>> START

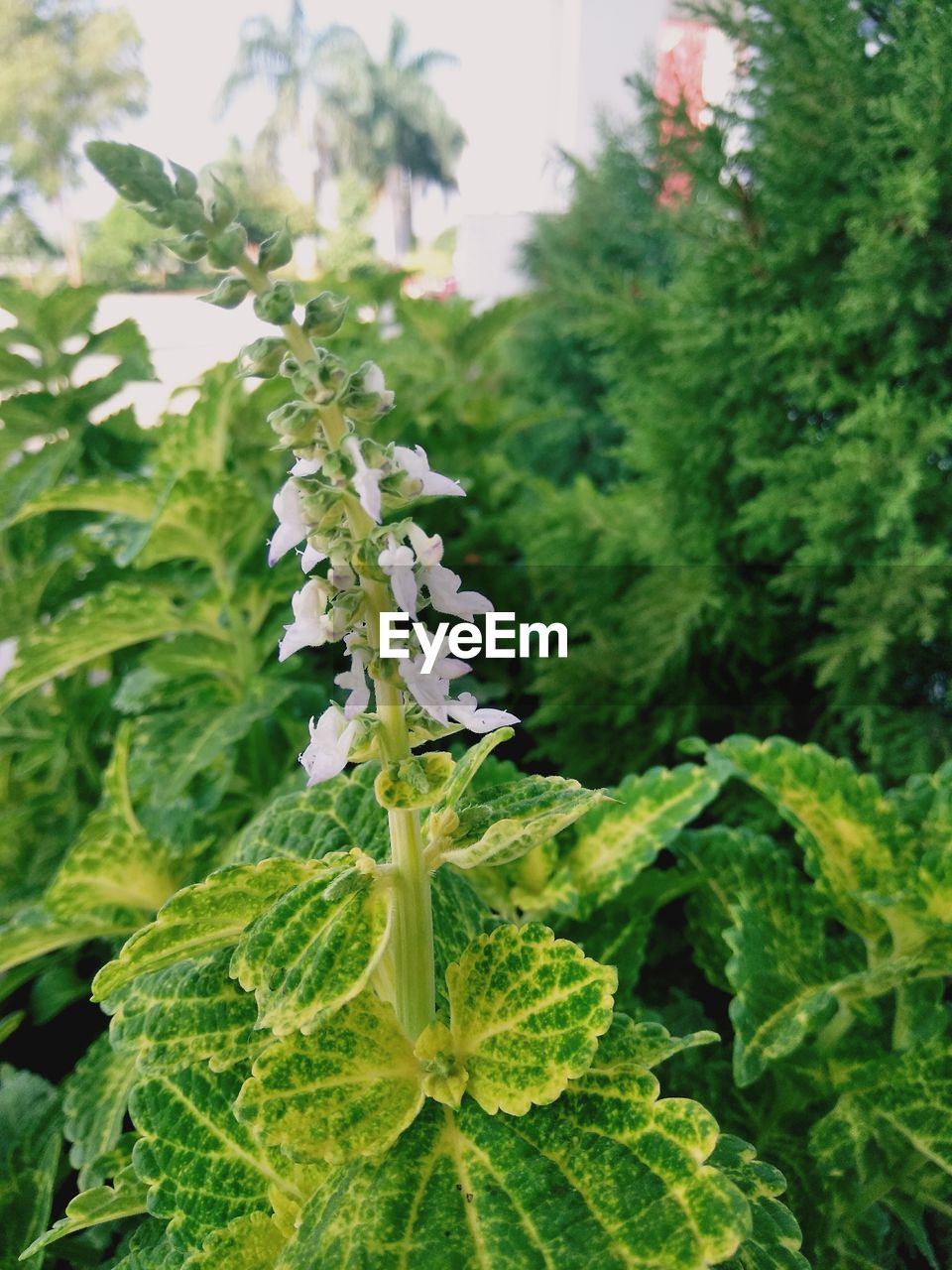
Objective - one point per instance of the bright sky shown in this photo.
(185, 71)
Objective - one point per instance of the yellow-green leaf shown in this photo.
(526, 1011)
(202, 919)
(313, 949)
(347, 1088)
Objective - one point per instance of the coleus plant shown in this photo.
(333, 1051)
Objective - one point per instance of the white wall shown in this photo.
(548, 73)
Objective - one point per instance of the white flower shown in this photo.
(366, 480)
(465, 711)
(311, 557)
(445, 597)
(306, 467)
(312, 625)
(398, 563)
(373, 381)
(356, 683)
(431, 690)
(327, 753)
(293, 526)
(429, 550)
(416, 465)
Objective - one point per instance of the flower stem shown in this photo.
(412, 942)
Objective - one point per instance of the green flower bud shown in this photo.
(223, 208)
(229, 294)
(366, 397)
(324, 316)
(322, 380)
(185, 181)
(226, 249)
(295, 423)
(262, 358)
(137, 175)
(162, 217)
(186, 214)
(276, 252)
(276, 305)
(189, 248)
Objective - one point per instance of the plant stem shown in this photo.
(412, 940)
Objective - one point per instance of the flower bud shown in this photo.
(137, 175)
(321, 380)
(276, 305)
(223, 208)
(229, 294)
(186, 214)
(226, 249)
(295, 423)
(185, 181)
(262, 358)
(366, 398)
(324, 316)
(189, 248)
(160, 217)
(276, 250)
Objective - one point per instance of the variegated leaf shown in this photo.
(620, 838)
(526, 1011)
(203, 1169)
(35, 931)
(552, 1189)
(313, 949)
(852, 834)
(126, 1198)
(250, 1242)
(95, 1097)
(31, 1128)
(509, 821)
(347, 1088)
(774, 1237)
(184, 1014)
(203, 919)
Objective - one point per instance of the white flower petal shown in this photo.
(465, 710)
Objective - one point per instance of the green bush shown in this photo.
(766, 539)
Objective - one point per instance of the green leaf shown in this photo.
(552, 1189)
(651, 1043)
(117, 617)
(113, 864)
(511, 821)
(774, 1239)
(127, 1198)
(250, 1242)
(892, 1124)
(35, 931)
(468, 766)
(315, 948)
(95, 1097)
(203, 1169)
(200, 920)
(348, 1088)
(852, 835)
(315, 822)
(31, 1128)
(526, 1011)
(617, 839)
(185, 1014)
(131, 498)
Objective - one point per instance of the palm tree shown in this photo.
(391, 127)
(293, 62)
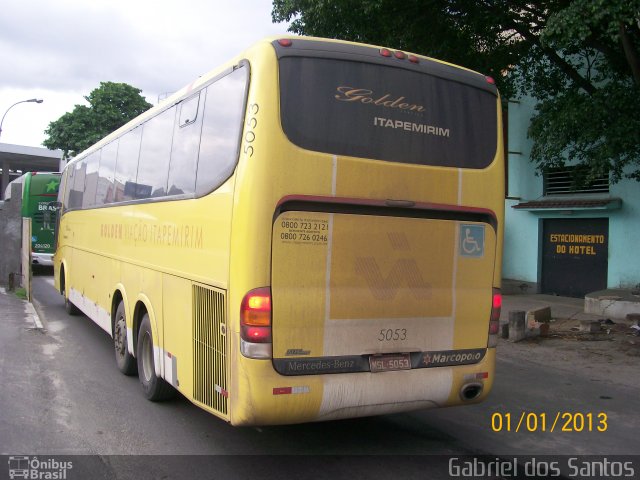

>> END

Set task: Starting at the line with "Objective - one point per instance of the coleus" and continuing through the end of the records, write out every line again, including the lines that say what to mark. Multiply each point coordinate by 0.4 and round to whole numbers, rounding halves up, and leave out the pictures.

Exercise result:
Objective - one point per instance of the coleus plant shown in this photo.
(133, 420)
Objective - one point per instance of the white wall shown in this photo.
(219, 29)
Objective - one point per instance of the white flower shown in this photo.
(146, 192)
(186, 284)
(124, 223)
(178, 239)
(122, 187)
(125, 250)
(159, 225)
(149, 152)
(142, 273)
(172, 276)
(131, 301)
(117, 210)
(172, 220)
(166, 186)
Objective - one point per instance of the flower stem shown in this photo.
(165, 377)
Objective - one point per instance of the green flower bud shown in this photo.
(89, 83)
(92, 118)
(146, 159)
(130, 126)
(129, 152)
(74, 72)
(90, 100)
(118, 169)
(105, 143)
(55, 70)
(65, 87)
(74, 86)
(110, 101)
(110, 122)
(76, 99)
Objective - one point per instance of the plant stem shown in this photo.
(165, 376)
Objective - one point per instance of the flower bud shown in this photo.
(55, 70)
(128, 152)
(110, 122)
(89, 83)
(92, 118)
(74, 86)
(90, 100)
(118, 169)
(74, 72)
(105, 143)
(146, 159)
(130, 126)
(76, 99)
(64, 87)
(110, 100)
Objective - one point per instance of the variegated leaf shown in this photo.
(248, 335)
(210, 404)
(81, 468)
(14, 372)
(221, 476)
(125, 380)
(341, 334)
(50, 479)
(100, 497)
(38, 439)
(12, 451)
(204, 328)
(139, 435)
(310, 495)
(74, 406)
(81, 368)
Objective - one point per instance of the white flower petal shown in this photo.
(186, 284)
Objective - one point per instance of the green bush shown in this photo.
(306, 216)
Objective - one point per instance of the green leaf shown in this photo.
(221, 476)
(260, 417)
(47, 247)
(45, 346)
(204, 328)
(310, 496)
(51, 479)
(100, 497)
(357, 450)
(14, 372)
(187, 306)
(126, 379)
(38, 439)
(81, 468)
(80, 368)
(139, 435)
(341, 334)
(126, 329)
(12, 451)
(210, 404)
(247, 336)
(74, 406)
(52, 199)
Objective - one point per instance of the palm tree shown in this photo.
(156, 51)
(117, 25)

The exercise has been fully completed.